Image-grounded pointing data
- - - - - - -

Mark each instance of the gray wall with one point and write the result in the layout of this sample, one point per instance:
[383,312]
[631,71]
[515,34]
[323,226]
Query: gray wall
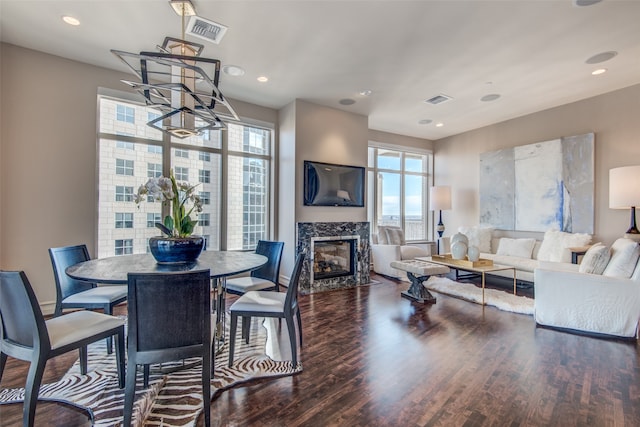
[613,117]
[312,132]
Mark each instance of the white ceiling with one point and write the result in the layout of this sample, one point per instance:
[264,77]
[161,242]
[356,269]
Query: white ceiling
[532,53]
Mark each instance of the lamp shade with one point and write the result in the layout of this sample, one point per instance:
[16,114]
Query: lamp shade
[440,198]
[624,187]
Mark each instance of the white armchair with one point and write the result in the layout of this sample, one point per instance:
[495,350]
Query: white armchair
[390,245]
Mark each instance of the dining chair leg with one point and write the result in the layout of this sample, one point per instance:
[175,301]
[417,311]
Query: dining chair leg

- - - - - - -

ACTIVITY:
Give every record again exactly, apart from the pictures, which stay out.

OUTPUT OF THE EXERCISE:
Mark each instance of the gray wall with one point and write the result in the layout of this sample, one point per instance:
[383,312]
[631,71]
[515,34]
[323,226]
Query: gray wall
[613,117]
[312,132]
Mark each instance of the white ceiling with one point and write the result in the layout of this sample, one point per instance:
[264,77]
[161,242]
[356,269]
Query: white ceiling
[532,53]
Mark each instance of the lamp shade with one point and write the result in the layout of this sample, one point per instance:
[16,114]
Query: lamp shade
[440,198]
[624,187]
Mark each instance of the white armchair with one point and write the result in the layout of this sample, one point per instance:
[495,350]
Query: white armchair
[390,245]
Mark each instance of the dining chair leg with one point and write the result in the layout of this sample, one point per instance:
[175,301]
[417,311]
Query: dining chair leg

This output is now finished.